Can you copy every row below, keeping each line identical to the original?

──────

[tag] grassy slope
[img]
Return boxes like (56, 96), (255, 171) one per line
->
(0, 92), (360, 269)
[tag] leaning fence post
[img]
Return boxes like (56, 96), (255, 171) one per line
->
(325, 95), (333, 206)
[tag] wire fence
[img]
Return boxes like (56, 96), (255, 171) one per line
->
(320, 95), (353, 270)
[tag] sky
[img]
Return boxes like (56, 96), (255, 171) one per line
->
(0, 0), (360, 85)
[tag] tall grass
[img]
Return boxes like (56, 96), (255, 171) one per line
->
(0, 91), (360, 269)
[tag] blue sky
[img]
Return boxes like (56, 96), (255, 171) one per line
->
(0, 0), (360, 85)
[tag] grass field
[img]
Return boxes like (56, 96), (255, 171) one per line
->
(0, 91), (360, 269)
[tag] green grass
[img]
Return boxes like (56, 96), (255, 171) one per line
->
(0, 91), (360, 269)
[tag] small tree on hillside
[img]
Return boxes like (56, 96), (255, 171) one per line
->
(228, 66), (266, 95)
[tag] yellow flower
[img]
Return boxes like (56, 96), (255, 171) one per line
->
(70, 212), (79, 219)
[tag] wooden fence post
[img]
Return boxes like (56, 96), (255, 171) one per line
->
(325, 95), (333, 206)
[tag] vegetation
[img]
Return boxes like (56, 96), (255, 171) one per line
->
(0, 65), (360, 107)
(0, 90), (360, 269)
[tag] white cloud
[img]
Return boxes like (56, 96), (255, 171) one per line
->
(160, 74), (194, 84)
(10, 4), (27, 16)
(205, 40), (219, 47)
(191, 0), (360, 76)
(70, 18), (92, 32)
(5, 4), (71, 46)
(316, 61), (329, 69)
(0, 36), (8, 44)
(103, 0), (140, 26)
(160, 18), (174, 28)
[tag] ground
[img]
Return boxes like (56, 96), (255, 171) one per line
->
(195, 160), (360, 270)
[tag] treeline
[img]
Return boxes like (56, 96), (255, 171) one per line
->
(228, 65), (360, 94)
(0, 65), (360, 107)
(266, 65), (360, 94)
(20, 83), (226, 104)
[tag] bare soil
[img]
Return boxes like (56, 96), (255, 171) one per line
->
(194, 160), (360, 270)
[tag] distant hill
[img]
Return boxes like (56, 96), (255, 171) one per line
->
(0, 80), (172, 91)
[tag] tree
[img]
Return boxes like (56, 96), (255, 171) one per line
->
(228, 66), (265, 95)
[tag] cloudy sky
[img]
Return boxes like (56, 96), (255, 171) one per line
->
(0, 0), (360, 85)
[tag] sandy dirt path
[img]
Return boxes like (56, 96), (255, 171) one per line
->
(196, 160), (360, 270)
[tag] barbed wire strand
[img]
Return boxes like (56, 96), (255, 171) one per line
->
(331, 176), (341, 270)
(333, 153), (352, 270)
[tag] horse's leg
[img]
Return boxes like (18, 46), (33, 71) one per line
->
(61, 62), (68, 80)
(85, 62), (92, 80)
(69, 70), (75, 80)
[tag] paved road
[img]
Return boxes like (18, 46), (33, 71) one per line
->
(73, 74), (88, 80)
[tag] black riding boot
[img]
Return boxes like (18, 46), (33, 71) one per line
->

──────

EXERCISE RESPONSE
[tag] grassy slope
[img]
Return boxes like (56, 96), (255, 171) one per line
->
(0, 92), (360, 269)
[tag] leaning fence post
[img]
Return boxes like (56, 96), (255, 171) one per line
->
(325, 95), (333, 206)
[tag] wire fence
[img]
Return boxes like (56, 96), (255, 171) one per line
->
(320, 95), (353, 270)
[tag] sky
[img]
Return boxes like (56, 96), (255, 171) one per line
->
(0, 0), (360, 85)
[tag] tall grass
[img]
Return boxes like (56, 96), (255, 171) one per line
->
(0, 91), (360, 269)
[tag] blue sky
[img]
Return boxes like (56, 96), (255, 171) one per line
->
(0, 0), (360, 85)
[tag] grass field
[img]
Return boxes like (56, 96), (255, 171) one per line
->
(0, 91), (360, 269)
[tag] green grass
[img]
Return boxes like (56, 96), (255, 171) one per line
->
(0, 91), (360, 269)
[tag] small tree on hillside
[img]
Return boxes like (56, 96), (255, 171) one per line
->
(228, 66), (266, 95)
[tag] yellow flower
[img]
Return boxes like (56, 96), (255, 171) one per line
->
(70, 212), (79, 219)
[tag] wooden fence post
[img]
Return boxes like (56, 96), (255, 171) one per line
->
(325, 95), (333, 206)
[tag] vegetation
[img]
Return boxes like (56, 96), (255, 171) one per line
->
(0, 65), (360, 107)
(0, 90), (360, 269)
[tag] white cloud
[img]
Return boxes like (56, 96), (255, 171) one per line
->
(160, 74), (194, 84)
(10, 4), (27, 16)
(205, 40), (219, 47)
(191, 0), (360, 76)
(70, 18), (92, 32)
(5, 4), (71, 46)
(316, 61), (329, 69)
(0, 36), (8, 44)
(103, 0), (140, 26)
(160, 18), (174, 28)
[tag] ground
[img]
Return boxes like (56, 96), (255, 171) one per line
->
(195, 160), (360, 270)
[tag] treeline
[img]
Return boxes like (56, 96), (255, 171) one per line
->
(228, 65), (360, 94)
(0, 65), (360, 107)
(266, 65), (360, 94)
(20, 83), (226, 104)
[tag] bare soil
[img]
Return boxes like (56, 96), (255, 171) one per line
->
(194, 160), (360, 270)
[tag] distant hill
[img]
Return boxes like (56, 96), (255, 171) one per line
->
(0, 80), (172, 91)
[tag] tree
[img]
Return boxes like (56, 96), (255, 171) one per line
->
(228, 66), (265, 95)
[tag] cloudy sky
[img]
Return boxes like (56, 96), (255, 171) one per line
->
(0, 0), (360, 85)
[tag] sandy dirt path
[img]
Return boxes like (56, 96), (255, 171) one per line
->
(196, 160), (360, 270)
[tag] barbed wire strand
[img]
Return boxes like (56, 96), (255, 171) one per line
->
(331, 176), (341, 270)
(333, 153), (352, 270)
[tag] horse's leg
[img]
Return boxes like (18, 46), (33, 71) one per line
->
(61, 62), (68, 80)
(85, 62), (92, 80)
(69, 70), (75, 80)
[tag] paved road
[img]
Return boxes like (18, 46), (33, 71) one per line
->
(73, 74), (88, 80)
[tag] black riding boot
[img]
Return boxes like (18, 46), (33, 71) one per line
->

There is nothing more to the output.